Please write out every one of the rows below word for word, leaving the pictures out of your answer.
··· Recorded information
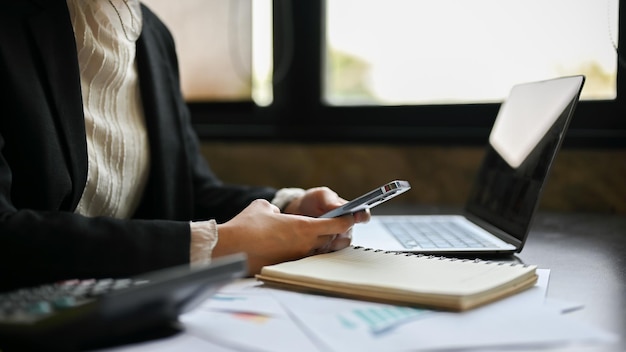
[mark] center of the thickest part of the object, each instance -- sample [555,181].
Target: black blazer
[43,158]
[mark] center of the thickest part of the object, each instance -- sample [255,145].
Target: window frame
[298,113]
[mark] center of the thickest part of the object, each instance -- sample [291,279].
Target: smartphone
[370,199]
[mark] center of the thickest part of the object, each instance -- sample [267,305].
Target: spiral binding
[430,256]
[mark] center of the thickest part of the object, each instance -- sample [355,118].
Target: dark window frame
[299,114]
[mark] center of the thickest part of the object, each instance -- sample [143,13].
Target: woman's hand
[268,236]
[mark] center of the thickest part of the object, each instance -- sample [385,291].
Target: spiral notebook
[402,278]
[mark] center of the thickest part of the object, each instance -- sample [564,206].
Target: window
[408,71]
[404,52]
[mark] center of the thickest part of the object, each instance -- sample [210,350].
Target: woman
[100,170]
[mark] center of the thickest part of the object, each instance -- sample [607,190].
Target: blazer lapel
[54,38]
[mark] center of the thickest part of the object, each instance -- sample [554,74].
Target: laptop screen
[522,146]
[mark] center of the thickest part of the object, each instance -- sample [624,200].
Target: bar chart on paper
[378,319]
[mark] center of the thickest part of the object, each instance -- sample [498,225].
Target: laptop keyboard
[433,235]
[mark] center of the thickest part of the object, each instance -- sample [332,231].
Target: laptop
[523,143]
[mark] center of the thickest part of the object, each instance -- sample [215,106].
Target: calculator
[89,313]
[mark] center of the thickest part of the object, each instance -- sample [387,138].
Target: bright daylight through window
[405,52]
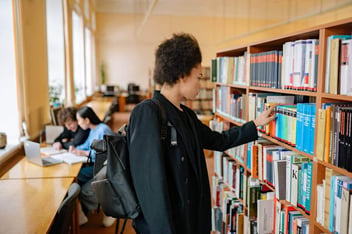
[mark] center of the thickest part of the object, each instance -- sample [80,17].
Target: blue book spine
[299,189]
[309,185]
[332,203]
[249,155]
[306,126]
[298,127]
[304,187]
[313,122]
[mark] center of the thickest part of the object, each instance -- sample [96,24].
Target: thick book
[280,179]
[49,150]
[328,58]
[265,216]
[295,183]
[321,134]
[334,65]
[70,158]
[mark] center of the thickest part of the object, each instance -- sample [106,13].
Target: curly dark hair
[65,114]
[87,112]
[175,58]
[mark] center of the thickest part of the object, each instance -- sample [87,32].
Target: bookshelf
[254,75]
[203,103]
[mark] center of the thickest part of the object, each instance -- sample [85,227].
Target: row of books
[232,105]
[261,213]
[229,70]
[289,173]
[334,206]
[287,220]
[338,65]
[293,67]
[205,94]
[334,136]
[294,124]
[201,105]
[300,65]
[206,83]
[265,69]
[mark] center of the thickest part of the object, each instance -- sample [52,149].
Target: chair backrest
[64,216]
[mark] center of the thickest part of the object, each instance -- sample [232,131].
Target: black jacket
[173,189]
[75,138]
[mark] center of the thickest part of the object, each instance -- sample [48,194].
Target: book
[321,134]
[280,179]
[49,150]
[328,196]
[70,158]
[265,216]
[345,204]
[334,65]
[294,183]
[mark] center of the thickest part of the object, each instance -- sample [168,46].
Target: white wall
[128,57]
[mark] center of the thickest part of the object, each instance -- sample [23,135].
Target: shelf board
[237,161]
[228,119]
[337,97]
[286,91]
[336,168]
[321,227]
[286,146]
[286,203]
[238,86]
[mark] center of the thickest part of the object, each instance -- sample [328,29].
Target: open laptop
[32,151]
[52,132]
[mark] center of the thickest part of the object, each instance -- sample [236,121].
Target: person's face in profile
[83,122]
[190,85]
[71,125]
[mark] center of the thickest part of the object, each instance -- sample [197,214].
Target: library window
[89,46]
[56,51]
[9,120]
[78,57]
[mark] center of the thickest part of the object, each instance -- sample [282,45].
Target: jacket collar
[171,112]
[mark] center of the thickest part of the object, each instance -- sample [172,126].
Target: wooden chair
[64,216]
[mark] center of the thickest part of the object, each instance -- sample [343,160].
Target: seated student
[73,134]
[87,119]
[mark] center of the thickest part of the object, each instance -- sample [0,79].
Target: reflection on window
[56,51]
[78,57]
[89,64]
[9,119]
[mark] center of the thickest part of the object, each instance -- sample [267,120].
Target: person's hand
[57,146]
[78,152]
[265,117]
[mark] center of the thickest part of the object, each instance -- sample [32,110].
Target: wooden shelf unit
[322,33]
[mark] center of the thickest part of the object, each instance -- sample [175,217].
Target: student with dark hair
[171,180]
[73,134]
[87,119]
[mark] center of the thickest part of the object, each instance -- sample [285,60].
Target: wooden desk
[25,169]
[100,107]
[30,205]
······
> **Response to the task**
[mark] center of the thickest part of the object, each instance -- sample [555,181].
Target: black blazer
[43,158]
[mark] center of the thickest part of the object, each instance -- sample [255,145].
Target: window frame
[298,113]
[mark] center of the thickest part of the object, each instance -- sample [291,279].
Target: smartphone
[370,199]
[mark] center of the thickest part of the object, each instance -- sample [267,305].
Target: spiral binding
[430,256]
[mark] center of the thickest part of the object, each instance -- sample [355,118].
Target: dark window frame
[299,114]
[mark] center of the thickest part of the object, each instance -- sample [143,13].
Target: woman's hand
[268,236]
[mark] center of the thickest part of the object, each instance -- sample [385,291].
Target: spiral notebook
[402,278]
[mark] center of the thickest part of the object, each instance -- sample [564,206].
Target: window
[408,71]
[404,52]
[mark] center of the thickest part of the object, each instance -- sample [210,350].
Target: woman
[100,170]
[mark] center of the thickest part of the object, each instance -- sample [607,190].
Target: blazer lapel
[54,38]
[mark] center of the thickest part of the object, each instance -- sample [554,74].
Target: laptop screen
[522,146]
[mark] center of the thickest part of the object, each instance -- sample [624,200].
Target: bar chart on paper
[378,319]
[mark] center of the thickest part of the object, each instance -- sample [498,225].
Target: laptop keyboard
[433,235]
[mark] center of the thickest part of the object, each instance -- sample [332,231].
Target: laptop
[523,143]
[mark] center of the thickest part of the object, each instance -- sample [215,106].
Target: calculator
[89,313]
[mark] center of the thickest part of the object, each instance -- sample [387,138].
Target: bright daylight through window
[405,52]
[mark] center of the thickest part of the object, each instance -- sample [80,17].
Target: blue book spine
[299,189]
[309,185]
[332,203]
[249,155]
[306,126]
[298,127]
[304,187]
[313,122]
[mark] center of the thickest part of the object, each instance -- sample [96,24].
Target: thick book
[280,179]
[49,150]
[328,58]
[265,216]
[295,183]
[321,134]
[334,65]
[70,158]
[mark] center of the thickest part of the object, each instance -- sample [106,13].
Target: curly dark hair
[65,114]
[87,112]
[175,58]
[mark] center of the thickest part of the object, each instance -- sample [87,32].
Target: bookshelf
[254,75]
[203,103]
[mark] center of the thickest part of the object, each instance -- sample [85,227].
Target: row of books
[232,105]
[261,213]
[229,70]
[289,173]
[334,206]
[287,220]
[338,65]
[293,67]
[205,94]
[334,136]
[294,124]
[201,105]
[300,65]
[206,83]
[265,69]
[mark] center of the thickest part of the object, each instance -- sample [52,149].
Target: chair backrest
[64,216]
[mark] center of the thickest part of the object, each instance -- sample [232,131].
Target: black jacket
[173,189]
[75,138]
[mark] center of the thickest part of the object, each instance -- sample [48,194].
Target: book
[321,134]
[280,179]
[49,150]
[328,196]
[70,158]
[265,216]
[345,204]
[334,65]
[294,183]
[mark] center of the thickest part of the object, each instance -- sample [168,46].
Target: white wall
[128,57]
[mark] center of the thickest part of the object, each instance -- sample [23,135].
Target: shelf board
[237,161]
[228,119]
[337,97]
[286,91]
[336,168]
[321,227]
[286,146]
[286,203]
[238,86]
[mark] center of the thickest part of the object, each instance -- sample [328,29].
Target: open laptop
[32,151]
[52,132]
[mark] center of the thickest part of the object, each instance -- sample [236,121].
Target: person's face in profile
[83,122]
[190,85]
[71,125]
[mark] center of the thickest part of the object, each instance -- sample [197,214].
Target: library window
[89,46]
[56,51]
[9,120]
[78,57]
[mark] center of the thickest part of the object, each instance -- sample [282,45].
Target: jacket collar
[171,112]
[mark] center of the thickest part of the object, each instance -- sample [172,126].
Target: wooden chair
[64,216]
[mark] center of the thickest part of the object, each instance -- sample [343,160].
Target: seated student
[73,134]
[87,119]
[mark] center of the thickest part of the object, each instance -- sample [0,79].
Target: reflection on window
[56,51]
[78,57]
[89,64]
[9,119]
[mark] center of the thickest part of the object, each instance -- sample [267,120].
Target: person's hand
[57,146]
[78,152]
[265,117]
[mark] center of the thickest part of the object, each instance -- sample [32,110].
Target: wooden shelf unit
[322,33]
[mark] center of the thickest part of the object, each instance -- sample [175,217].
Target: student with dark hair
[171,180]
[73,134]
[87,119]
[mark] center of the thickest part of the object, each instance -- sample [285,60].
Target: wooden desk
[25,169]
[100,107]
[30,205]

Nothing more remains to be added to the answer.